Things to do =
a - In the yard-haunting thread, what does Haunted Bayou name as their biggest challenge?
b - Pick up the yard-haunting thread after its last post and add more replies in the same forum style.

Selected excerpt =
— BEGIN —

# Biggest challenge for a yard haunter:



## Turbophanx (Jun 30, 2008)

For me, its trying to get it to look like a decent display and not a Halloween yard sale in my yard, just a bunch of crap thrown together.

I found this haunt online, and granted I will never be at this level, the details are amazing. Even take away the facades, its still a 10+
Skip ahead to the 2:00 mark to see the yard.






I need to kill my grass!


----------



## Chops6965 (Jul 10, 2013)

So far my biggest challenge is having a street light across the street from my house. We sit on the corner of a busy street and the street light brightens up my yard more than I'd like (at Halloween anyway). There is a rather large Jacaranda tree in the front yard that blocks the street light some but not enough for me...lol


----------



## Copchick (Apr 10, 2012)

Hey those folks did a really nice job on their haunt. I think the added branches and trees give a nice feel to it. Really impressive. Thanks for posting this!


----------



## Tokwik (Oct 12, 2011)

That certainly is nice. Not too big, not too small, central theme that carries through the entire yard.

Very nice.

Thanks for posting that. Very inspirational.


----------



## Haunted Bayou (Feb 16, 2007)

My display improved when I grouped everything together in a tighter display rather than having tombstones spread across the yard. It is small but effective.

BTW, my biggest challenge is the burr-stickers.. They are mean and evil.


----------



## Pumpkin5 (Aug 8, 2010)

:jol: Very nice haunt! (and they seem so happy and normal...I kept waiting for them to get weird, but they were so SWEET)


----------



## mys197gt (Jul 7, 2010)

I follow them on YouTube and Facebook. This year they are doing a haunted saloon - it's amazing the amount of work they are putting into it.

— END —

Extracted material =

— BEGIN —

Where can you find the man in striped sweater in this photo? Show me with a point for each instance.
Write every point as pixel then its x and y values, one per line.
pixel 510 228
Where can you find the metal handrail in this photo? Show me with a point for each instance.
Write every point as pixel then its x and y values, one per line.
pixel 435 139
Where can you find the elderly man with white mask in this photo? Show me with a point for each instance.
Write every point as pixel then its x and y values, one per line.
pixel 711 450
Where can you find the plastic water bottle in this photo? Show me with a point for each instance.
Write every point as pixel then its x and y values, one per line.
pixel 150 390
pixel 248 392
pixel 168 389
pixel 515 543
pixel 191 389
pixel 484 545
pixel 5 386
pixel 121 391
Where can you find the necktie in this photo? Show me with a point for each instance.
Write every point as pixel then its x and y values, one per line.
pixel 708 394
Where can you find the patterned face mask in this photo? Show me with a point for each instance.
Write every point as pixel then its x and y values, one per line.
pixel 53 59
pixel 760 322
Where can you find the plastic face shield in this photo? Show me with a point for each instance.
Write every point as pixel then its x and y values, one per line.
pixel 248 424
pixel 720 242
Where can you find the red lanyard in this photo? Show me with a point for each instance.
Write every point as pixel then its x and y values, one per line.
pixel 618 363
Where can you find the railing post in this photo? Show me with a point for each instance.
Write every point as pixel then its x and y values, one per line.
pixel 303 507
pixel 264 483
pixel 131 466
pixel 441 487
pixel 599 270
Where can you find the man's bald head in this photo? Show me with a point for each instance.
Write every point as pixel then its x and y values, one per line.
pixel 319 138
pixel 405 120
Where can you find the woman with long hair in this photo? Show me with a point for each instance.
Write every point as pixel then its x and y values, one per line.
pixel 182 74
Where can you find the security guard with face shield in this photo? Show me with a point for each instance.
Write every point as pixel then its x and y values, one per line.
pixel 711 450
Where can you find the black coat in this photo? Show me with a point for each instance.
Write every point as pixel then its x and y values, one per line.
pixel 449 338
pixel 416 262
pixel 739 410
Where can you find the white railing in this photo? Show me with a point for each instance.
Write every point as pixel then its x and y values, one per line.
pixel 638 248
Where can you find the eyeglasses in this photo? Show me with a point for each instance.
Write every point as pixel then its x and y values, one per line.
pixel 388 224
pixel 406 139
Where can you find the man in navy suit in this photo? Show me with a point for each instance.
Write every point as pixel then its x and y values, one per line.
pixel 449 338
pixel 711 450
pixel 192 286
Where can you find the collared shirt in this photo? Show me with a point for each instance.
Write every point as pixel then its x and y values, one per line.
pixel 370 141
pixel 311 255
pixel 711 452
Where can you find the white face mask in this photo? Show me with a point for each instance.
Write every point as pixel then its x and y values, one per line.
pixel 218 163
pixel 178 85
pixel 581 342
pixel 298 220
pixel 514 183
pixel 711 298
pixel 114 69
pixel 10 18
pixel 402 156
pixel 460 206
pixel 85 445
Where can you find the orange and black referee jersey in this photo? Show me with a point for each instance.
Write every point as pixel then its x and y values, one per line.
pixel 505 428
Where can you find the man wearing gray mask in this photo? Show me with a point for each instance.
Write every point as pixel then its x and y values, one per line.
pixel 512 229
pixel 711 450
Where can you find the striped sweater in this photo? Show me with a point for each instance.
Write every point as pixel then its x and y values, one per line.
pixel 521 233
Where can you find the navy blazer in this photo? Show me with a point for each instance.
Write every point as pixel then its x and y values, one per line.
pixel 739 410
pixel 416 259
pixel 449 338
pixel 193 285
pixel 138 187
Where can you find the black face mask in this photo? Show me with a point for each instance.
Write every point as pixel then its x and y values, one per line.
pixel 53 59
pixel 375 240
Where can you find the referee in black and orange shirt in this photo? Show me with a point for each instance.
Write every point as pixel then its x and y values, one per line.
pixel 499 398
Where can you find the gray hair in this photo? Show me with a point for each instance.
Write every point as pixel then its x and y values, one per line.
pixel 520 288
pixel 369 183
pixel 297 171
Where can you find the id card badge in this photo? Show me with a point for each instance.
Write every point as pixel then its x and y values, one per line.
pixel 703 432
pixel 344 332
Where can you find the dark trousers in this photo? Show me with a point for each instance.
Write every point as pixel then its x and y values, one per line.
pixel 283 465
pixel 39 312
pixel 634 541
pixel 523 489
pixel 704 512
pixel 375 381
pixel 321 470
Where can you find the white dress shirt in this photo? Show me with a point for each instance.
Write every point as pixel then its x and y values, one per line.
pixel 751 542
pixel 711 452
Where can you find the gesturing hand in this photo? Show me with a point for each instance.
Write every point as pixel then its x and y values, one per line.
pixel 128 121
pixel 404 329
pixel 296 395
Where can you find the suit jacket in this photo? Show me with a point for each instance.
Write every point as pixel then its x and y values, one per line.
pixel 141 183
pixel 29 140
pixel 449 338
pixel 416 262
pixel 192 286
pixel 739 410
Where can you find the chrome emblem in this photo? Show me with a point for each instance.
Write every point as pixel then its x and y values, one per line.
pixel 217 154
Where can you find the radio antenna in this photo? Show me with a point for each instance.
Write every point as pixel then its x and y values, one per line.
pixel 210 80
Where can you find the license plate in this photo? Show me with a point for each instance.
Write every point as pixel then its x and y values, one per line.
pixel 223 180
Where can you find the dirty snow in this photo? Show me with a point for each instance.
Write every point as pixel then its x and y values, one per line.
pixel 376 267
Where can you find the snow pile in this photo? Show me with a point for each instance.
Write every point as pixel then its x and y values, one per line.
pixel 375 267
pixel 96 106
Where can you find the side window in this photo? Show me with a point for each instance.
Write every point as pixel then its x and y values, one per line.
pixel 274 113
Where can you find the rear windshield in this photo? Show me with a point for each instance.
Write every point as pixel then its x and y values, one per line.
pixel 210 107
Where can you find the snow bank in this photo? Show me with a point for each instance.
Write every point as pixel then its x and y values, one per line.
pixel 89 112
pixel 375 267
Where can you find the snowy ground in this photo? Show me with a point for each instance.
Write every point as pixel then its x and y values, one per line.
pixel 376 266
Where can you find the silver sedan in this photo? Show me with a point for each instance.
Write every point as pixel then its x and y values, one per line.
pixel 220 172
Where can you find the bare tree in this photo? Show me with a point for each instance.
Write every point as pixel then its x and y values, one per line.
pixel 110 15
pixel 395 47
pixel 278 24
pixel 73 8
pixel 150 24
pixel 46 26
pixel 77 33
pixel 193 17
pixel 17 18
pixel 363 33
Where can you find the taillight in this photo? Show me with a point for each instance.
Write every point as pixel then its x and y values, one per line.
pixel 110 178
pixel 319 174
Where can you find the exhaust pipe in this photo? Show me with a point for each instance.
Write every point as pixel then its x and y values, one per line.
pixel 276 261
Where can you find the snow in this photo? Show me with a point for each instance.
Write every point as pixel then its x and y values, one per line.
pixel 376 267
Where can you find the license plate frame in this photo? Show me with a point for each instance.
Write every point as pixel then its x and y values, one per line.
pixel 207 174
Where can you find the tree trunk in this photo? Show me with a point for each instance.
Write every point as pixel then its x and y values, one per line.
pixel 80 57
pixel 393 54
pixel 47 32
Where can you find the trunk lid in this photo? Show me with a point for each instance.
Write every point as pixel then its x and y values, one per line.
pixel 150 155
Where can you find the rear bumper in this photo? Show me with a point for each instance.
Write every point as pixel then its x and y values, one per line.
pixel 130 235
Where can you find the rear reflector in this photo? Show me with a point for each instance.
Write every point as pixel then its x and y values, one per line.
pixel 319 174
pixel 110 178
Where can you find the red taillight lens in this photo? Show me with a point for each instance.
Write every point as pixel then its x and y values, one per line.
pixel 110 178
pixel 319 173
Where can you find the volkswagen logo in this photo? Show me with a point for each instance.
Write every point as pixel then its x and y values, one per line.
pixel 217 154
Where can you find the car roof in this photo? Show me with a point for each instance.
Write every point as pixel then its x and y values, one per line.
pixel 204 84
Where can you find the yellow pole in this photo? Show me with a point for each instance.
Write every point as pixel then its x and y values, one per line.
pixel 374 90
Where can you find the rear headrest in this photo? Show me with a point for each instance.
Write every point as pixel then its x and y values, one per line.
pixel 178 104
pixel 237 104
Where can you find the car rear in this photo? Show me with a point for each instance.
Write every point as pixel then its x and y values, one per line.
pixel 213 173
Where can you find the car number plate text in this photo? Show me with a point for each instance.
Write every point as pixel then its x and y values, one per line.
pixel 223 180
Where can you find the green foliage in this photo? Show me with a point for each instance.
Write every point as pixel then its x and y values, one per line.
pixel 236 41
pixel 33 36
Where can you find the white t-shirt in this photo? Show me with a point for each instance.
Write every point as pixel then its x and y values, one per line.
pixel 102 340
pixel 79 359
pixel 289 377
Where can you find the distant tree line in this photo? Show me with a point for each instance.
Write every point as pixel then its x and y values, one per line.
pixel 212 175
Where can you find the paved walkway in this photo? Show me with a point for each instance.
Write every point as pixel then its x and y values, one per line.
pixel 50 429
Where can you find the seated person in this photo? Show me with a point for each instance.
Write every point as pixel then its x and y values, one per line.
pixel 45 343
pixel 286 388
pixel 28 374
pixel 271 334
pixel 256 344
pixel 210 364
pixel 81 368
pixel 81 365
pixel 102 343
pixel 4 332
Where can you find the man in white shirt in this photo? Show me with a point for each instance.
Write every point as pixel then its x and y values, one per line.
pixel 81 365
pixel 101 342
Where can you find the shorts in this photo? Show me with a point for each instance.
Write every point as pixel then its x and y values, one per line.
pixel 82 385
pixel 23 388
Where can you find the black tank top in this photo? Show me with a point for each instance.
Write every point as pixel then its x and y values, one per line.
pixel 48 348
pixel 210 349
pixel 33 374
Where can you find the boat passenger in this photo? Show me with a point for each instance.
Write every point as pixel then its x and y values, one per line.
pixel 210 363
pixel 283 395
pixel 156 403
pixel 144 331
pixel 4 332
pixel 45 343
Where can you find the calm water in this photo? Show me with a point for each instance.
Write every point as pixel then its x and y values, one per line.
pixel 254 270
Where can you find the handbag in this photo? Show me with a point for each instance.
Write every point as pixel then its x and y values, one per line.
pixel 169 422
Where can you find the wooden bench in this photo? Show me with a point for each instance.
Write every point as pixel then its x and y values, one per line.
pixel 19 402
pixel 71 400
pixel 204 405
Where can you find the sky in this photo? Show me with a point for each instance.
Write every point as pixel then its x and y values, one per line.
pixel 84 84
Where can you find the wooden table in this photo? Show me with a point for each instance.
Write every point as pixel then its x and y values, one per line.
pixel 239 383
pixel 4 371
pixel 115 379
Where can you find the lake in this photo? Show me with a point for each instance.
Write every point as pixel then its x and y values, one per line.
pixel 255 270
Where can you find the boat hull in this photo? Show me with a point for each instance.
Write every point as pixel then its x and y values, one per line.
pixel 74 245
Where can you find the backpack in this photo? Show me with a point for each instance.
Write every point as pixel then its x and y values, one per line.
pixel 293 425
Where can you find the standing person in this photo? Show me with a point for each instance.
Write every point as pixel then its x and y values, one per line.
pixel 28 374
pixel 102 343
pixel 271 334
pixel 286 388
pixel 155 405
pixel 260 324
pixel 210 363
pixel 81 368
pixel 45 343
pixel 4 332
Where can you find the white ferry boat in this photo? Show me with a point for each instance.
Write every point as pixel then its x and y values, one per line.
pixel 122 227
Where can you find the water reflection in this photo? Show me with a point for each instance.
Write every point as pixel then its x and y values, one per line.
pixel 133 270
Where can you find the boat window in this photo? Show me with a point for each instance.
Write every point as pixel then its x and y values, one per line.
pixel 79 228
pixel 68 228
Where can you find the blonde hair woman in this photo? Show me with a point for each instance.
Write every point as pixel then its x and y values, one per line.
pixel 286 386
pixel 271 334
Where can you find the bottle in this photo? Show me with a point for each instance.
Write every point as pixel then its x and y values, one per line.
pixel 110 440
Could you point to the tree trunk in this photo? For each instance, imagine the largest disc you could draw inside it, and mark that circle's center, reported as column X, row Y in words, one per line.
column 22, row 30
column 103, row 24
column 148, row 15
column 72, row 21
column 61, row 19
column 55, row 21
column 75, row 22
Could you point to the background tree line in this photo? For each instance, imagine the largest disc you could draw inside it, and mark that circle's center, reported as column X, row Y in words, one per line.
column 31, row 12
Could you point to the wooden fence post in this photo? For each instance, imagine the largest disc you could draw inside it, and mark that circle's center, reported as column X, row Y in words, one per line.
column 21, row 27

— END —

Solved problems =
a - Burr-stickers.

b -
----------



## Turbophanx (Jun 30, 2008)

I feel mine is just too random...here are a few shots.


----------



## studiokraft (Feb 7, 2012)

Chops6965 said:


> So far my biggest challenge is having a street light across the street from my house.


We have the same scenario - it's great for most of the year, but kinda sucks for Halloween. Ah well, most ToTers seem to come around before nightfall anyway.

Hollywood Haunter does an awesome job - can't wait to see what they do this year!


----------



## Tokwik (Oct 12, 2011)

mys197gt said:


> I follow them on YouTube and Facebook. This year they are doing a haunted saloon - it's amazing the amount of work they are putting into it.


Watching those videos now.

That is incredible.


----------



## DreadKnightswife (Oct 16, 2011)

Turbophanx I think your yard is great. I have the problem of cutesy being at war with scary!


----------



## Spooky1 (Aug 25, 2008)

Nice video, they should be members, if they're not already. 

We didn't feel our yard was getting close to what we wanted until we had 30+ tombstones.


----------



## Tokwik (Oct 12, 2011)

Spooky1 said:


> Nice video, they should be members, if they're not already.


No kidding. Is there a way to send an "official" invite?


----------



## mys197gt (Jul 7, 2010)

Tokwik said:


> Watching those videos now.
> 
> That is incredible.


Right???

They were selling many of their props. Wish we lived in Cali (close to them) to take advantage.


----------



## Dr. Maniaco (Sep 7, 2012)

The Full Moon Saloon they are building now is incredible! They know what they're doing, and are gracious enough to take us with them along the way. (Plus, they are a fun, and funny couple. You can't help but smile during their videos!)

I guess my biggest challenge would be to get more people to come by — short of advertising ... I'm not sure I want to open THAT can of worms. Maybe a few well-place neighborhood signs ahead of time.


----------



## Osenator (Nov 11, 2011)

Not being RICH is my biggest concern. I know, if I was RICH, then, my haunt surely be better. Yes, not being RICH can be troubling as a haunter.


----------



## Turbophanx (Jun 30, 2008)

Osenator said:


> Not being RICH is my biggest concern. I know, if I was RICH, then, my haunt surely be better. Yes, not being RICH can be troubling as a haunter.


I have this problem too, only its a problem outside of haunting as well....


----------



## matrixmom (Aug 20, 2011)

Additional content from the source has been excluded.